### What to work on
Write back each entry precisely as it is given.

::::

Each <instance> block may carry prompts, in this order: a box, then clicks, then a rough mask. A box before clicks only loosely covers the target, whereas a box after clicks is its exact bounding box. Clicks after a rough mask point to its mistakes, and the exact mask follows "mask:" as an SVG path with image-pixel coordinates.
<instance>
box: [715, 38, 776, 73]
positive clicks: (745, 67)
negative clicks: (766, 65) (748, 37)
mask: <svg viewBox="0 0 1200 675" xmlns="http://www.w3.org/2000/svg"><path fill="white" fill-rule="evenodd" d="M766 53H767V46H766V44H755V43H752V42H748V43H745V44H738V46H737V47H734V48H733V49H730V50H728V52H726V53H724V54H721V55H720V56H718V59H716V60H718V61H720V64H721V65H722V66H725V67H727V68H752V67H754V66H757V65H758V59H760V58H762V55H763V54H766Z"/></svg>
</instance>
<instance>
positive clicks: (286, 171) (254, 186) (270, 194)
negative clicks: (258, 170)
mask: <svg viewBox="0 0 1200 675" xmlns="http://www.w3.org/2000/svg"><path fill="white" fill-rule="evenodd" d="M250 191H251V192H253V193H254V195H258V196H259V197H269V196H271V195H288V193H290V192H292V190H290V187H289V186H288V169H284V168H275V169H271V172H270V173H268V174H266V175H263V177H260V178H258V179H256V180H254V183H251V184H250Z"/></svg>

::::

### The answer
Each <instance> block may carry prompts, in this order: a box, then clicks, then a rough mask. A box before clicks only loosely covers the target, whereas a box after clicks is its exact bounding box. Clicks after a rough mask point to its mistakes, and the exact mask follows "mask:" as an SVG path with image-pixel coordinates.
<instance>
box: [715, 38, 776, 73]
positive clicks: (745, 67)
negative clicks: (766, 65) (748, 37)
mask: <svg viewBox="0 0 1200 675" xmlns="http://www.w3.org/2000/svg"><path fill="white" fill-rule="evenodd" d="M766 53H767V46H766V44H755V43H752V42H748V43H745V44H738V46H737V47H734V48H733V49H730V50H728V52H726V53H724V54H721V55H720V56H718V59H716V60H718V61H720V64H721V65H722V66H725V67H727V68H752V67H754V66H757V65H758V59H760V58H762V55H763V54H766Z"/></svg>
</instance>
<instance>
positive clicks: (286, 171) (254, 186) (270, 194)
negative clicks: (258, 170)
mask: <svg viewBox="0 0 1200 675" xmlns="http://www.w3.org/2000/svg"><path fill="white" fill-rule="evenodd" d="M250 191H251V192H253V193H254V195H258V196H259V197H269V196H271V195H288V193H290V192H292V190H290V187H289V186H288V169H284V168H275V169H271V172H270V173H268V174H266V175H263V177H260V178H258V179H256V180H254V183H251V184H250Z"/></svg>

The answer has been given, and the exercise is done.